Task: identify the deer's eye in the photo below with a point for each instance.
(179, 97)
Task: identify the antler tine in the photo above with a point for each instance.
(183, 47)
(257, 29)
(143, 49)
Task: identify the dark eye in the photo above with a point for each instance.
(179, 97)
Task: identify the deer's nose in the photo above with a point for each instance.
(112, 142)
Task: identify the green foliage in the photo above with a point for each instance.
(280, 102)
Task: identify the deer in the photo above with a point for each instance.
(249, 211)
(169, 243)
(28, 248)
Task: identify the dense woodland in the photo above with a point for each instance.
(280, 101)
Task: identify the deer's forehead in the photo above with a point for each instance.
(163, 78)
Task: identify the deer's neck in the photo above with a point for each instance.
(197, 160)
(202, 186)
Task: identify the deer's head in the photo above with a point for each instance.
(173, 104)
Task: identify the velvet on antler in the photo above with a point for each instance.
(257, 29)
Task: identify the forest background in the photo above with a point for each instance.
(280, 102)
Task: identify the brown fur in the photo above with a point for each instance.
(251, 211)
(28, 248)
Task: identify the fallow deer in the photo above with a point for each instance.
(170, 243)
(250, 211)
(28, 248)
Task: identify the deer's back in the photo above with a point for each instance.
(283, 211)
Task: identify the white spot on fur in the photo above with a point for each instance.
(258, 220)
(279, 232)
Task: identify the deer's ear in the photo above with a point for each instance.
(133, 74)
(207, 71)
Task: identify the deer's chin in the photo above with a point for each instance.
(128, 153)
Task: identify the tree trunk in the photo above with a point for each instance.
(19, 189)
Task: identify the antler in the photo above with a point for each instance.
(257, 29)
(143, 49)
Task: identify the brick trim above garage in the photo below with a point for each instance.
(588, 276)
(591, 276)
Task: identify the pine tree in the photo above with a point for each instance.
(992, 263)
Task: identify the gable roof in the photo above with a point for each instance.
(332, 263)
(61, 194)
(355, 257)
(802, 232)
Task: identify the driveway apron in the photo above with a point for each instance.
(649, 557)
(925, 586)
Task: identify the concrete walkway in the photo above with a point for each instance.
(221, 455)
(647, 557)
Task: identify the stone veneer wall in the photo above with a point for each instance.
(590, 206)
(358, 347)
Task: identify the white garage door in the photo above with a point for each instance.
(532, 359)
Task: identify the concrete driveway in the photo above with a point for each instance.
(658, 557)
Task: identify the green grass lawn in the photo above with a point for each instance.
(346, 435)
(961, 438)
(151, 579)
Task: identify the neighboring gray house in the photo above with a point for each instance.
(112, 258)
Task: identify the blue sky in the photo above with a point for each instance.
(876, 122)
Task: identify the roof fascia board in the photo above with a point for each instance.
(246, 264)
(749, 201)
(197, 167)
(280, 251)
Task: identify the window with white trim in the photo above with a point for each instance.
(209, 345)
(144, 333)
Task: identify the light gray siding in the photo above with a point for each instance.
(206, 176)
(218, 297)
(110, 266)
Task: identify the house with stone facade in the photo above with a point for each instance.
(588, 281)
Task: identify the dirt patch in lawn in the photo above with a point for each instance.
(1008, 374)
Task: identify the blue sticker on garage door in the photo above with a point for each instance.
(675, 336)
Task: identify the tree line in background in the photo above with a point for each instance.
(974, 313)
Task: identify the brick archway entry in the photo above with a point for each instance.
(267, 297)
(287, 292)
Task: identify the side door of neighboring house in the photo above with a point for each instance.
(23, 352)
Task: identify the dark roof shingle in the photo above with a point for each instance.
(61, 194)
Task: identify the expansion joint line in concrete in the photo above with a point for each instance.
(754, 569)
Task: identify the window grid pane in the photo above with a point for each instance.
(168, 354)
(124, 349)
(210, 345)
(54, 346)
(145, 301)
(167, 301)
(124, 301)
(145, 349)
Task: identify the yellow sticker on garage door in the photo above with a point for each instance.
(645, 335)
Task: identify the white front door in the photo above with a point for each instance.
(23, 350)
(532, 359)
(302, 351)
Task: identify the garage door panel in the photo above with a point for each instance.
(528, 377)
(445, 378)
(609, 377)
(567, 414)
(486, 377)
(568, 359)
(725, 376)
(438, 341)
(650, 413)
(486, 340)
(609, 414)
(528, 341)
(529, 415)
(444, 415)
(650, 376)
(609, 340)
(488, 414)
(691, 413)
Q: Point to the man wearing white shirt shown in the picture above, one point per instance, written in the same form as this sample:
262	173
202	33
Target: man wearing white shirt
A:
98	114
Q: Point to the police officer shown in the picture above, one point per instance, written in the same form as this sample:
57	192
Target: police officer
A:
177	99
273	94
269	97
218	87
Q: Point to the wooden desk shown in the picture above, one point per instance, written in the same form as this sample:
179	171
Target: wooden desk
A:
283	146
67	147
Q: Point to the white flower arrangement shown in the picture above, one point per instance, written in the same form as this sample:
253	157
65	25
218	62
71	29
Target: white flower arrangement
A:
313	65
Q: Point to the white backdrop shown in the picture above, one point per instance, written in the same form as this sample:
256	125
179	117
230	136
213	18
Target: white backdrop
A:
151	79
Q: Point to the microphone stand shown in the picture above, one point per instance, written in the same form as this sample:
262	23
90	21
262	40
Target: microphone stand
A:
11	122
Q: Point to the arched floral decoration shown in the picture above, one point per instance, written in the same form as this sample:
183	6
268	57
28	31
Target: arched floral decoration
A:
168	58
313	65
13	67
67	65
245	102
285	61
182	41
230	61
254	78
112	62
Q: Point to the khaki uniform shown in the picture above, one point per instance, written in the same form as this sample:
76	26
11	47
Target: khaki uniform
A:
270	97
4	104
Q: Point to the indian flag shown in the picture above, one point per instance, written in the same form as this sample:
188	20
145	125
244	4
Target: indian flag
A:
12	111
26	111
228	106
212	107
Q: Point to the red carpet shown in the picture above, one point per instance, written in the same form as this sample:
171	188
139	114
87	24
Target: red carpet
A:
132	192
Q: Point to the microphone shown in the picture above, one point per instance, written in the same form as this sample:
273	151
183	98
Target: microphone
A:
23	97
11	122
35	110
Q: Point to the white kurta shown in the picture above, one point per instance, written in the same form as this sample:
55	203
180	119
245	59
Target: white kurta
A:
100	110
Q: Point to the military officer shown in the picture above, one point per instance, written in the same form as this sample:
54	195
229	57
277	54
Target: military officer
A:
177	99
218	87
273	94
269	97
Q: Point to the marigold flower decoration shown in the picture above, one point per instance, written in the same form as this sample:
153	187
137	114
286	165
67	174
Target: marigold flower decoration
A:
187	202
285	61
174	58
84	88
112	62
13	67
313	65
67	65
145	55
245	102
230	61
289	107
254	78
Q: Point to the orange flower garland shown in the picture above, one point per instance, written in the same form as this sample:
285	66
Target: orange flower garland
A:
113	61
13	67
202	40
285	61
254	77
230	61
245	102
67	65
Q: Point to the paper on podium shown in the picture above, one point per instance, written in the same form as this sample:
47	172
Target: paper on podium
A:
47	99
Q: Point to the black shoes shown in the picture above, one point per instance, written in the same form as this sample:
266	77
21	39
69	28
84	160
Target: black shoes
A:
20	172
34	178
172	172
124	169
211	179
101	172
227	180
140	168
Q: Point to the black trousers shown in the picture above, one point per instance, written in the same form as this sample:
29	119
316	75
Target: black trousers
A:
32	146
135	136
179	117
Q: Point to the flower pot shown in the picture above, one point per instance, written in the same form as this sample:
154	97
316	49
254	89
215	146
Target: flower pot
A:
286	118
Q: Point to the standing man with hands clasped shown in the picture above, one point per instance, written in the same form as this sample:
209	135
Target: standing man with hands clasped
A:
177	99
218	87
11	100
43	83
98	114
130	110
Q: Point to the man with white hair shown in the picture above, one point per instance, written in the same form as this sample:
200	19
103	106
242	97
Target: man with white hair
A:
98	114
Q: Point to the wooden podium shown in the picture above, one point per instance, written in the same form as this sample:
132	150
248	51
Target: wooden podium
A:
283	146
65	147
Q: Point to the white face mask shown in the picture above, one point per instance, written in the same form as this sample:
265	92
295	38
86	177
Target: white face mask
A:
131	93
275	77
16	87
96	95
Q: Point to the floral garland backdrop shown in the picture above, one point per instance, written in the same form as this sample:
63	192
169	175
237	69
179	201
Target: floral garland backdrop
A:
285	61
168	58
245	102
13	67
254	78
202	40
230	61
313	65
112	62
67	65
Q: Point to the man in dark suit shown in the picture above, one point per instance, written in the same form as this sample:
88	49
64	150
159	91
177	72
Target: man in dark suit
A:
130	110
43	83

################

-- PROBLEM TO WORK ON --
Look through the entries above and copy each line that has "hands" in it.

-- FINISHED EXERCISE --
Q: Point to the standing man with hands clasped shown in the picture above, one point per instance, written in the same form as this sample:
Target: standing man with hands clasped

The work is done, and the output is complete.